[Opening EXERCISE TEXT section]
NRC CONVENTION: Doing Your Best

An informational session promises help for communities that wish to collect and recycle electronics.

The number and variety of electronics recycling programs that have been piloted by various companies, non-profit entities and municipalities has resulted in a landslide of anecdotal and statistical evidence. Out of these experiences suggestions for best practices have emerged to help govern this burgeoning industry.

Kate Krebs, executive director of the National Recycling Coalition, moderated a session on the topic at the organization’s 22nd Annual Congress and Exhibition. Cara Clore of the Clinton County, Michigan, Department of Waste Management, Pat Nathan of Dell and Katherine Kaplan of the U.S. Environmental Protection Agency made up the panel.

Kaplan’s role in the EPA’s Plug Into Recycling program and Product Producer Environmental Responsibility Team is aiding in the development of an e-cycling infrastructure. In addition, she is helping to determine how to equitably split financial responsibility for e-cycling among all those who benefit from the products.

Currently, the goal of the Plug Into Recycling program is to educate and motivate the public to recycle electronics, Kaplan said, and to create opportunities for electronics recycling. The program, a partnership among the government, retailers, manufacturers and recyclers, provides better results than the individual stakeholders see when working alone, she said.

Data will be collected from four pilot programs in the Northeast, Minnesota, the Mid-Atlantic States and the Pacific Northwest, and fed into a national summit in September 2004, Kaplan said. Kaplan said the pilots draw manufacturers and retailers into the idea of cost sharing, providing flexibility for everyone involved.

Each pilot will approach e-cycling in a slightly different manner. For instance, the program in the Northeast pairs Staples with the Product Stewardship Institute and focuses on providing value to the customer, asking the electronics manufacturers to provide financial support and transportation. The program in the Mid-Atlantic States will focus on a region-wide, government-managed system that is assisted by manufacturers and retailers. The Minnesota program involves episodic parking lot collections with manufacturer assistance, while the program in the Pacific Northwest works with the Take It Back Network to examine the viability of government collections with a retail focus and creative ways to overcome transportation issues.

Dell’s Nathan said that Dell got involved with e-cycling at the EPA’s urging. Just four years ago, the company’s only collection was of leased machines. Now, the company seeks to build an awareness around electronics recycling, she said.

According to Dell’s data, 75 percent of general consumers do not know that recycling is available for electronics, while 68 percent of consumers at the business and public level are unaware that electronics are recyclable.
[Closing EXERCISE TEXT section]
» WORK ORDER A: According to the report on the electronics recycling session, when will data from the pilot programs be fed into a national summit?
» WORK ORDER B: Name every region where the electronics recycling report says a pilot program is being run.
» WORK ORDER C: Pick up the electronics recycling session report after its final sentence and carry it forward.
[Opening EXCERPTED RECORDS section]
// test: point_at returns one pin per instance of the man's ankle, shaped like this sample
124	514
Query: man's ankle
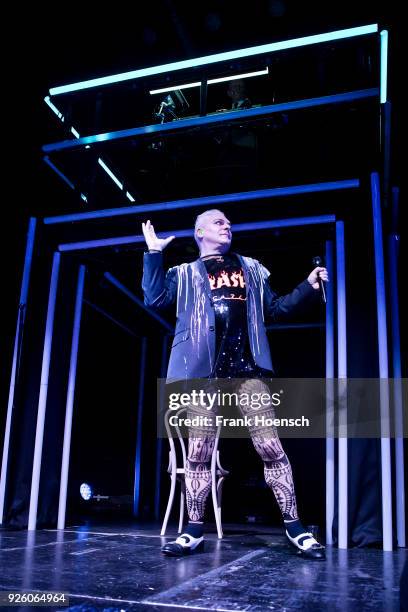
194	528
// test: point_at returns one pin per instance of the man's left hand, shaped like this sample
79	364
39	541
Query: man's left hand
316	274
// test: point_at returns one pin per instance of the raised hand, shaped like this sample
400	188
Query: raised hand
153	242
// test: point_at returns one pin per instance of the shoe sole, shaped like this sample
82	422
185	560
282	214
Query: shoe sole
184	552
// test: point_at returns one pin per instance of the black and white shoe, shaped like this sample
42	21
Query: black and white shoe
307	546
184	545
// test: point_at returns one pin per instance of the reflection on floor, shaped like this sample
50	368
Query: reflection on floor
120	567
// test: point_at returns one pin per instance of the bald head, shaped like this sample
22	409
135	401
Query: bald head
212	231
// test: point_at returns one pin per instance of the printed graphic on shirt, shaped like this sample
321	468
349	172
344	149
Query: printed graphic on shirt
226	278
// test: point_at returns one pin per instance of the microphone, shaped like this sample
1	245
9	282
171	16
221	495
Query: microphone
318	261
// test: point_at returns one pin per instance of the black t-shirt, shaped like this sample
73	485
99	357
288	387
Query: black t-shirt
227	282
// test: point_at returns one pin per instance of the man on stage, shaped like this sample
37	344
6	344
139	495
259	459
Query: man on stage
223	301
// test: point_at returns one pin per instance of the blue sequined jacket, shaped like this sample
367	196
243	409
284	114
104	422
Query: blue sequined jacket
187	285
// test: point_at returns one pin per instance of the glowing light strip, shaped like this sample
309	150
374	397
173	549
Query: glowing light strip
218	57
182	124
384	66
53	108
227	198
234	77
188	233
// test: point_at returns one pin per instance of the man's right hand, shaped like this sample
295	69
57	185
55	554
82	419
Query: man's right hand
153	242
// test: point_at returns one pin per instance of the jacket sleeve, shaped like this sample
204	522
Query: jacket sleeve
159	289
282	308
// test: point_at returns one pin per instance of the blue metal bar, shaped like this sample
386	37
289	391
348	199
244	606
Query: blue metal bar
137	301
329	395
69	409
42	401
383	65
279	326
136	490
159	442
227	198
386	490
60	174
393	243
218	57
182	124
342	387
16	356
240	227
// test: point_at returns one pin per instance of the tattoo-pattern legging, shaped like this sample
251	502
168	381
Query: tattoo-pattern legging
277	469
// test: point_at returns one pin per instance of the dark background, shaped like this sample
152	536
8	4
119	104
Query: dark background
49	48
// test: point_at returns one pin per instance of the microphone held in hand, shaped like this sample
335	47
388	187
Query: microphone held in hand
[Closing EXCERPTED RECORDS section]
» YOUR RESPONSE A: September 2004

» YOUR RESPONSE B: The Northeast, Minnesota, the Mid-Atlantic States, and the Pacific Northwest.

» YOUR RESPONSE C:
Nathan said she believes consumers want to do the right thing, but that a public/private partnership is going to be essential to the success of any electronics recycling program.

While Nathan said Dell would like to move away from branded collection events, the company does want to share the knowledge accumulated from the events it has sponsored, ultimately initiating a grant program that would help communities to sponsor events. Dell is currently working with the NRC to develop a guide to best practices in electronics recycling.

Clore, who works with the REAP2 (Recycling Electronics and Pollution Prevention Project), said the project seeks to harmonize market forces to turn the problem of electronics waste into a market advantage. Michigan seems like an unlikely candidate for the establishment of an e-cycling infrastructure; however, Michigan’s Oakland County has the third largest concentration of electronics industries in the U.S., known as Automation Alley, Clore said.

Clore also expressed the importance of partnerships to e-cycling. The project is made up of a consortium of 60 participants that use grants to fund pilot projects to facilitate a state-wide collection infrastructure. REAP2’s goal is to remove impediments to and the inefficiencies in e-cycling and to target toxicity in volume not in product types, she said. The project focused on data collection from 33 collection programs in 2002, developing consistent terminology, cost benchmarks and cost categories, she said.

REAP2 used the data to produce a guide featuring best practices for e-cycling, Clore said. Additional information on the project is available at www.co.oakland.mi.us/reap2/partners/index.html or by contacting Martin Seaman, manager, Oakland County Waste Resource Management Division, at 248-858-1352 or seamanm@co.oakland.mi.us.

The National Recycling Coalition Congress & Exhibition was held in Baltimore Sept. 15-17.